-- begin Given text --

From 1f833e9153bb0a5dd3bf64d49adb2147f211c979 Mon Sep 17 00:00:00 2001
From: Songkan Tang <songkant@amazon.com>
Date: Mon, 16 Dec 2024 14:41:54 +0800
Subject: [PATCH 5/5] Refine default regex and delimiters

Signed-off-by: Songkan Tang <songkant@amazon.com>
---
 .../opensearch/pattern/BrainLogParser.java    | 78 +++++++++++--------
 .../pattern/BrainLogParserTests.java          | 20 ++---
 2 files changed, 57 insertions(+), 41 deletions(-)

diff --git a/libs/pattern/src/main/java/org/opensearch/pattern/BrainLogParser.java b/libs/pattern/src/main/java/org/opensearch/pattern/BrainLogParser.java
index 50c190d3529e4..00b2ae23290b4 100644
--- a/libs/pattern/src/main/java/org/opensearch/pattern/BrainLogParser.java
+++ b/libs/pattern/src/main/java/org/opensearch/pattern/BrainLogParser.java
@@ -13,6 +13,7 @@
 import java.util.Arrays;
 import java.util.HashMap;
 import java.util.HashSet;
+import java.util.LinkedHashMap;
 import java.util.List;
 import java.util.Locale;
 import java.util.Map;
@@ -27,12 +28,25 @@
  */
 public class BrainLogParser {
 
-    private static final List<Pattern> DEFAULT_FILTER_PATTERNS = Arrays.asList(
-        Pattern.compile("(/|)([0-9]+\\.){3}[0-9]+(:[0-9]+|)(:|)"), // IP
-        Pattern.compile("(?<=[^A-Za-z0-9])(\\-?\\+?\\d+)(?=[^A-Za-z0-9])|[0-9]+$") // Numbers
-    );
-    private static final List<String> DEFAULT_DELIMITERS = List.of(":", "=", "[", "]", "(", ")", "-", "|", ",", "+");
     private static final String VARIABLE_DENOTER = "<*>";
+    private static final Map<Pattern, String> DEFAULT_FILTER_PATTERN_VARIABLE_MAP = new LinkedHashMap<>();
+    static {
+        // IP
+        DEFAULT_FILTER_PATTERN_VARIABLE_MAP.put(Pattern.compile("(/|)([0-9]+\\.){3}[0-9]+(:[0-9]+|)(:|)"), "<*IP*>");
+        // Simple ISO date and time
+        DEFAULT_FILTER_PATTERN_VARIABLE_MAP.put(
+            Pattern.compile("(\\d{4}-\\d{2}-\\d{2})[T ]?(\\d{2}:\\d{2}:\\d{2})(\\.\\d{3})?(Z|([+-]\\d{2}:?\\d{2}))?"),
+            "<*DATETIME*>"

-- end Given text --
-- begin Dataset content --

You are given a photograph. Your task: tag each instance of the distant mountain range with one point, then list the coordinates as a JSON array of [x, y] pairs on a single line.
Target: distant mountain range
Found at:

-- end Dataset content --

◆ Directives ◆
[1] Answer these questions about the patch, one per line:
(a) What subject line does the patch carry?
(b) Which import does the patch add to BrainLogParser.java?
(c) Which string is mapped to the IP pattern in the new filter map?
[2] Copy the patch from "From 1f833e9153bb0a5dd3bf64d49adb2147f211c979 Mon" up to and including "insertions(+), 41 deletions(-)".
The lines after the patch are separate material.

◆ Problem solutions ◆
[1]
(a) Refine default regex and delimiters
(b) java.util.LinkedHashMap
(c) <*IP*>

[2]
From 1f833e9153bb0a5dd3bf64d49adb2147f211c979 Mon Sep 17 00:00:00 2001
From: Songkan Tang <songkant@amazon.com>
Date: Mon, 16 Dec 2024 14:41:54 +0800
Subject: [PATCH 5/5] Refine default regex and delimiters

Signed-off-by: Songkan Tang <songkant@amazon.com>
---
 .../opensearch/pattern/BrainLogParser.java    | 78 +++++++++++--------
 .../pattern/BrainLogParserTests.java          | 20 ++---
 2 files changed, 57 insertions(+), 41 deletions(-)